━━━━━ RECORDS PROVIDED

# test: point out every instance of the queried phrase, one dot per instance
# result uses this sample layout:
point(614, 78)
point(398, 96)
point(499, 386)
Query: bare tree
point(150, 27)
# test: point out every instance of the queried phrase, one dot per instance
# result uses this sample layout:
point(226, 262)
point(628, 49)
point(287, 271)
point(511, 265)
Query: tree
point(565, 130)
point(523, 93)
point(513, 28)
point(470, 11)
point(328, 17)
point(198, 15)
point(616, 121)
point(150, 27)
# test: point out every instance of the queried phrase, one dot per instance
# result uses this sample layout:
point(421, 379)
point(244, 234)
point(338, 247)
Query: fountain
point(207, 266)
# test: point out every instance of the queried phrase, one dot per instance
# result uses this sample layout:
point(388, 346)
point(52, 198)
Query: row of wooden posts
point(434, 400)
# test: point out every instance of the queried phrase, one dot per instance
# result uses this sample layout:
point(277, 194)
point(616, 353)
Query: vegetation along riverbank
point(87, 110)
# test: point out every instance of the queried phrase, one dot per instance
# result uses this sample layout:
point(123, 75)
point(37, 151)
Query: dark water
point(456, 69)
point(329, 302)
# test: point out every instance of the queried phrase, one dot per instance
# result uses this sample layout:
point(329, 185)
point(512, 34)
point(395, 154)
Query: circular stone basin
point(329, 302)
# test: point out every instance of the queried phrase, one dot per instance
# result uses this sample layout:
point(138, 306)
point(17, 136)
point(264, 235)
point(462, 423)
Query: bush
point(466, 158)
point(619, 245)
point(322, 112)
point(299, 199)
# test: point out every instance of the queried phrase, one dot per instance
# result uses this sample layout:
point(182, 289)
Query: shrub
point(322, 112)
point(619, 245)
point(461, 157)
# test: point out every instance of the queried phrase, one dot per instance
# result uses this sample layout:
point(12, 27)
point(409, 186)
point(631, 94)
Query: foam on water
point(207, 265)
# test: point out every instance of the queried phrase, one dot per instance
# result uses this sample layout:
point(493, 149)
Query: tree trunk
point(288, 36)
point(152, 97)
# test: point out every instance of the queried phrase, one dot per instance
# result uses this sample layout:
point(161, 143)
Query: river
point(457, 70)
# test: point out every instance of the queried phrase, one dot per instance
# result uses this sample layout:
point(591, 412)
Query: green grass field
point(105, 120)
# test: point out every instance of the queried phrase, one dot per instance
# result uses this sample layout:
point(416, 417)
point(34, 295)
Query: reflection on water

━━━━━━━━━━

▸ WORK TO BE COMPLETED
Give back the material above in its entirety, with every word intact.

▸ TASK RESULT
# test: point out every instance of the queried phrase, one dot per instance
# result uses this sample layout:
point(614, 78)
point(398, 96)
point(499, 386)
Query: bare tree
point(150, 27)
# test: point out every instance of the queried phrase, one dot per instance
# result uses this sample layout:
point(226, 262)
point(628, 49)
point(287, 271)
point(511, 265)
Query: tree
point(565, 130)
point(523, 93)
point(513, 28)
point(470, 11)
point(328, 17)
point(198, 15)
point(616, 121)
point(150, 27)
# test: point out every instance of the queried phrase, one dot per instance
# result uses this sample layout:
point(421, 379)
point(244, 234)
point(338, 247)
Query: fountain
point(207, 266)
# test: point out every instance of the queried phrase, one dot per instance
# result uses this sample layout:
point(388, 346)
point(52, 198)
Query: row of wooden posts
point(434, 400)
# test: point out every instance of the queried phrase, one dot per instance
# result uses this sample layout:
point(277, 194)
point(616, 353)
Query: vegetation along riverbank
point(87, 110)
# test: point out every instance of the queried phrase, one dot per instance
# result uses this sample layout:
point(123, 75)
point(37, 151)
Query: dark water
point(456, 69)
point(329, 302)
# test: point out every instance of the queried phrase, one dot per instance
# result uses this sample layout:
point(329, 185)
point(512, 34)
point(395, 154)
Query: circular stone basin
point(329, 302)
# test: point out every instance of the queried phrase, one dot per instance
# result uses this sample layout:
point(138, 306)
point(17, 136)
point(264, 235)
point(462, 423)
Query: bush
point(466, 158)
point(619, 245)
point(322, 112)
point(299, 199)
# test: point out every instance of the queried phrase, one dot per instance
# result uses this sample layout:
point(182, 289)
Query: shrub
point(322, 112)
point(619, 245)
point(461, 157)
# test: point out every instance of the queried phrase, one dot per instance
# result uses this sample layout:
point(12, 27)
point(409, 186)
point(631, 94)
Query: foam on water
point(207, 265)
# test: point out every instance of the queried phrase, one dot per instance
# result uses this sample layout:
point(493, 149)
Query: tree trunk
point(288, 36)
point(152, 97)
# test: point out every instance of the queried phrase, one dot per instance
# result uses this sample layout:
point(161, 143)
Query: river
point(457, 70)
# test: point out every instance of the queried phrase, one dot per instance
# result uses this sample layout:
point(591, 412)
Query: green grass field
point(105, 120)
# test: point out every instance of the queried phrase, one dot per instance
# result uses this sample layout:
point(416, 417)
point(34, 295)
Query: reflection on water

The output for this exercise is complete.